[Pointing and labeling items]
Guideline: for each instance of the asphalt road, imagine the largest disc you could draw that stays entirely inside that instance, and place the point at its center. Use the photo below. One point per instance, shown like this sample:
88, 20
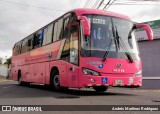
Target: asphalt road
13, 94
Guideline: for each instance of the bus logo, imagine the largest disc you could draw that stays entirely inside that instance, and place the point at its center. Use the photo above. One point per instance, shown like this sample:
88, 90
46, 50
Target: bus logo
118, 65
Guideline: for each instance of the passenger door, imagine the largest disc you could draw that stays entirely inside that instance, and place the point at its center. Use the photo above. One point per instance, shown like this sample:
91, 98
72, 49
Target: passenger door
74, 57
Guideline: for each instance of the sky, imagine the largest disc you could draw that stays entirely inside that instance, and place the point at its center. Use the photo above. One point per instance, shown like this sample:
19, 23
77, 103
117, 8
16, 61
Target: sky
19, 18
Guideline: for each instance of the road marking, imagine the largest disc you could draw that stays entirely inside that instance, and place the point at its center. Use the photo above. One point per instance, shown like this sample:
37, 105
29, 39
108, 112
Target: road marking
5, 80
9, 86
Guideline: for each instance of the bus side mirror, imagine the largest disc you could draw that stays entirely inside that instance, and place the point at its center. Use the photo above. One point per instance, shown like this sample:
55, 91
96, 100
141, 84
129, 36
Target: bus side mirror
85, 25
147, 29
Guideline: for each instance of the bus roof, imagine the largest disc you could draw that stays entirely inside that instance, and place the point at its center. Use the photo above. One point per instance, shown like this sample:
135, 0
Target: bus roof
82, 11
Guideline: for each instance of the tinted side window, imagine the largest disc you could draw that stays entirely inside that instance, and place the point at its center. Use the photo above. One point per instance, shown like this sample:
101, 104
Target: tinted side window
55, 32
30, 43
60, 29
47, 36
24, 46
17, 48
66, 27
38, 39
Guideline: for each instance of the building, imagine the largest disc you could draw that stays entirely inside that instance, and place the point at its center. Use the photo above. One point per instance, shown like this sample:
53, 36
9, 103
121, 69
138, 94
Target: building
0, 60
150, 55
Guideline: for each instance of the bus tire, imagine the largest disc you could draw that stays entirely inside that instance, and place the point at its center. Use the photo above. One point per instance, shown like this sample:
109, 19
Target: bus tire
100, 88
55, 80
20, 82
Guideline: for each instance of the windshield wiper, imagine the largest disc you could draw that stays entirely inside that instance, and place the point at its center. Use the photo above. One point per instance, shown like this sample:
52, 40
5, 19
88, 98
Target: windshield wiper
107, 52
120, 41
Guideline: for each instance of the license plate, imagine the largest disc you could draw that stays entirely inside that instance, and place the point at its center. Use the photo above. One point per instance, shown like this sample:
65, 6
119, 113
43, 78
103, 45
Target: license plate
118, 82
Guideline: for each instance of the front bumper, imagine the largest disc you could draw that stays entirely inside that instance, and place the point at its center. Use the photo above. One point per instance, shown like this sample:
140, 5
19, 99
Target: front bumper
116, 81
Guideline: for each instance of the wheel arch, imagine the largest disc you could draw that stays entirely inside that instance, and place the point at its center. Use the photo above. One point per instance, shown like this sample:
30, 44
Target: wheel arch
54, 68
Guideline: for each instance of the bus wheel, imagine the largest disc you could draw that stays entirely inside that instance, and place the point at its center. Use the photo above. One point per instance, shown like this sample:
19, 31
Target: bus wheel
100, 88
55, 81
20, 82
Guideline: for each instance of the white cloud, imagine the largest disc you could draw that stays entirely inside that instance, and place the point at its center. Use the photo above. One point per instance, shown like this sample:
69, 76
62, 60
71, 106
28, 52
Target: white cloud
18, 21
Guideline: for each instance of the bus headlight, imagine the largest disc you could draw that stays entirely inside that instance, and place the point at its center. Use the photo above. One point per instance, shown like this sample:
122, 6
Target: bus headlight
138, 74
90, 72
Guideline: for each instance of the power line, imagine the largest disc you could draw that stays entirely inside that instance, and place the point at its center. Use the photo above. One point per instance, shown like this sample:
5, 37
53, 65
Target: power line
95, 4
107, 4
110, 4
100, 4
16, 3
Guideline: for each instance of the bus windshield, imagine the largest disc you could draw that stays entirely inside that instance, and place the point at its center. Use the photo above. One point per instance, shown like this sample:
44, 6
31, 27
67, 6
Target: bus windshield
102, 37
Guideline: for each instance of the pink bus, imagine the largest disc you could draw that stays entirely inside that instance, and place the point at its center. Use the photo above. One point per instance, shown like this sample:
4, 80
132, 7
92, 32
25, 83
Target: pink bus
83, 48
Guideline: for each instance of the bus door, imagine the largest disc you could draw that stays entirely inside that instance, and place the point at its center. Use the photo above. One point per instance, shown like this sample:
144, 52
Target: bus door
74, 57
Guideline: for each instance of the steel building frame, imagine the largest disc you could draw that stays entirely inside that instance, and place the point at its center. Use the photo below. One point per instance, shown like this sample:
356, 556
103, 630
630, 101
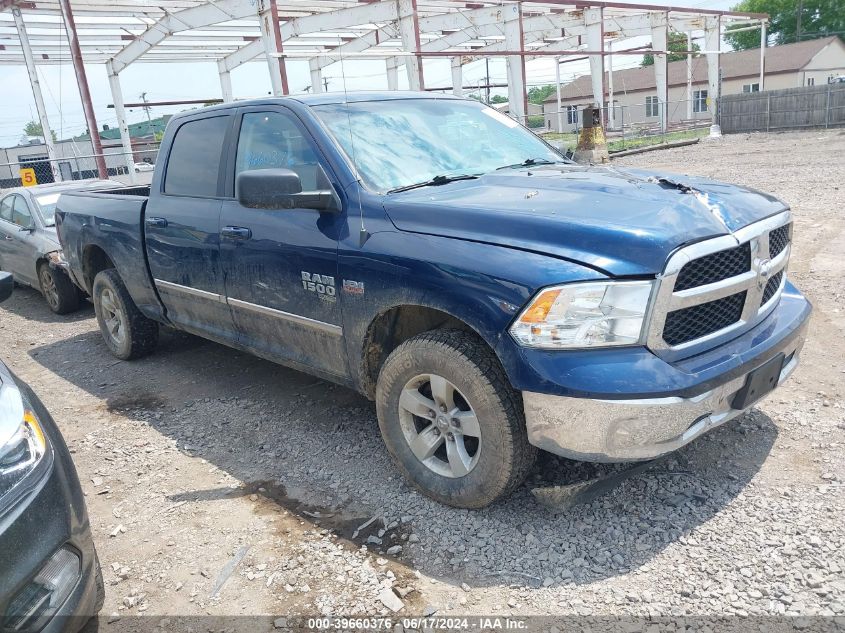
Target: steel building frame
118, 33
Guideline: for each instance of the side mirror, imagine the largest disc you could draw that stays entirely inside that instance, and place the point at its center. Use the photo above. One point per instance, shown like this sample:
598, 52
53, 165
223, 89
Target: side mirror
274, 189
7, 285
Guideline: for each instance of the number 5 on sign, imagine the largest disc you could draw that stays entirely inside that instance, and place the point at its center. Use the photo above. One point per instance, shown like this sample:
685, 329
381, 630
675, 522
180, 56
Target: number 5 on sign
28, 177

PROBLEM TO WORK ON: Can you rewrite every item above with "largest disc" changed to "largest circle" throughout, everything else kept the same and the pictures left out?

COMPLETED EXERCISE:
Guideline: for each instance of the asphalt road, imagine the largest circle you could draw that stays entirely inside that instance, and place the point at its center. Use the photo below. One point per instance, shown like this sample:
88, 20
Target: asphalt road
13, 94
Guideline: for each instance of the bus logo, imagine the largest circle you could draw that stays entirely inside that instance, and place the point at its center. Use the photo above. One point per instance, shown like this sample:
88, 90
46, 50
Target: bus logo
118, 65
Guideline: for each instance of the passenger door, imagine the largest circle you could draw that stays entirely inside that instance, and place the point at its center. Use the photo above. One point per instance, shown like this sample:
91, 98
72, 49
Target: passenger door
74, 57
Guideline: for each instance of the sky, imagine the largest circle you could draw that stays entirely inside that instance, and place the point at its center. Use the photo above. One point per instance, shown like this sample:
19, 23
77, 103
117, 8
16, 61
Target: sky
19, 18
Guideline: for each instance of the road marking, imagine the largest circle you could draw that stays entirely inside that instance, and place the point at its center. Use the photo above. One point per instance, shown like this sample:
37, 105
29, 39
108, 112
Target: road marking
5, 80
9, 86
Guideline: for each instance of the bus side mirror, imagine the largest circle you could draw that stays entirely inside that instance, and place the point at its center. Use the photo above. One point per instance, shown like this sample:
55, 91
96, 100
141, 84
129, 36
Target: bus side mirror
85, 25
147, 29
Guideline: for each instance of the bus roof, imagine the largest circle you could draw that stays entirely inside that instance, and place the point at its center. Use the photo above. One point per instance, shown like this sample:
135, 0
Target: bus roof
82, 11
Guideline: for each instance of the tinted side window, imagine the largest circle you could draw that stays entirely inside that instance, and place the point at its center. Use the photo above. One point per instance, shown like this sample:
101, 104
Target: tinted side window
55, 32
30, 43
60, 29
47, 36
24, 46
17, 48
66, 27
38, 39
Guideline: for each instance of the building, imagine the largest circle you could draw that stays entirely inside that instance, and place the point at its center. Use the photo above. One point per instance, shown like this sample:
53, 36
9, 103
121, 69
138, 94
Target: building
0, 60
150, 55
Guideline: for each instance of the bus tire, imagine the largest circle you could draw that stays entirely inside that instance, and place the point at its center. Use the photo above. One point per instance, shown like this sample:
109, 19
Target: bus tire
100, 88
55, 80
20, 82
Guideline: for each instance of the windshield wiper, imagine the largest circle you could draw that stays entirely inside that instance, and place the point at its center. Use the photo above. One point per instance, shown like this sample:
52, 40
5, 19
88, 98
Target: windshield wiper
107, 52
120, 41
Guideline: for each instance of the license plate, imagine the largest circle you could draw that stays entirely inside that instance, and place the point at its center. Use the photo above. One point per instance, shown like this sample:
65, 6
119, 113
43, 78
103, 45
Target: license plate
118, 82
Guideline: for each instance of the front bumper, imagine the largest circle you could draw that stays entirely inside that instance, and place the point at its center. Use the photo above. One point per instance, shown like this sample:
140, 5
19, 99
Target: front bumper
116, 81
Guideline: for each instance of the wheel arch, imagine the largest circle you could draw that stays entirely inside that instance, and place the point at its center. Use the photo above. One point per instance, shown like this sample:
30, 44
Target: wheel arch
54, 68
Guideline: for each instance of the bus wheel, imagine the largest circle you could draw that stays entirely inside that instance, and place the point at its center. Use the photo above. One point per instance, shown like this sample:
19, 31
Target: bus wheel
100, 88
55, 81
20, 82
Guideline: for each instance of the white cloud, imagine the largest circle you could draw that stays entirely inside that instance, and place the point at its center. Use the photo above. One point per instance, shown like this sample:
69, 76
62, 60
71, 106
28, 52
Target: white cloud
18, 21
Guideline: for each instance of the bus headlight, imagine the largest circle you could draw that stays entirely inside that instance, and place the point at its center. Use the photo above. One point per instance, shown like this sample:
122, 6
Target: bus headlight
138, 74
90, 72
Guideline: for each instance of the power line, imagine the largest circle you could draw that stays entirely inside that instance, and place the point at its center. Use the photo above. One point per instance, shown like this sample:
5, 37
53, 65
Target: power line
95, 4
107, 4
110, 4
100, 4
16, 3
Guideline: for each instance of the bus windshield, imagine the largest circle you could draw that stays entirely inside that instance, and place the point at its center. Use the photo above. One point per instance, shown like this sample:
44, 6
31, 27
67, 6
Target: bus windshield
102, 37
Guideline: for each instance of the pink bus, imagine the largest circle you could draw that stays entirely inside that instance, and place the point at its center. Use the photo above. One point per instance, shown like this sample:
4, 80
132, 7
92, 32
25, 83
Target: pink bus
83, 48
Guideline: for each instance of the bus door, imagine the largest circle you could draw that stays entirely inside that instance, and place the point at its center. Use the photo above. One point per instance, shown like this sample:
144, 52
Target: bus door
74, 57
Guideline: for each instance of the steel building frame, imagine the largest circle you could draw that stays entirely inside that instance, and place the point at its center. Use the photo below. One point per instance, shown like this sample:
356, 556
103, 630
630, 101
Target: steel building frame
118, 33
Guideline: for each instance of the side mirror, imagine the largest circle you could draw that stays entirely inside that instance, and place the point at its center. Use the photo above. One point per instance, shown like this sample:
598, 52
53, 165
223, 89
Target: side mirror
274, 189
7, 285
Guideline: for each instance of the number 5 on sign, imagine the largest circle you could draw that stays entirely inside that instance, and place the point at its center. Use the photo above. One point per instance, shown like this sample:
685, 329
381, 630
675, 522
180, 56
Target: number 5 on sign
28, 177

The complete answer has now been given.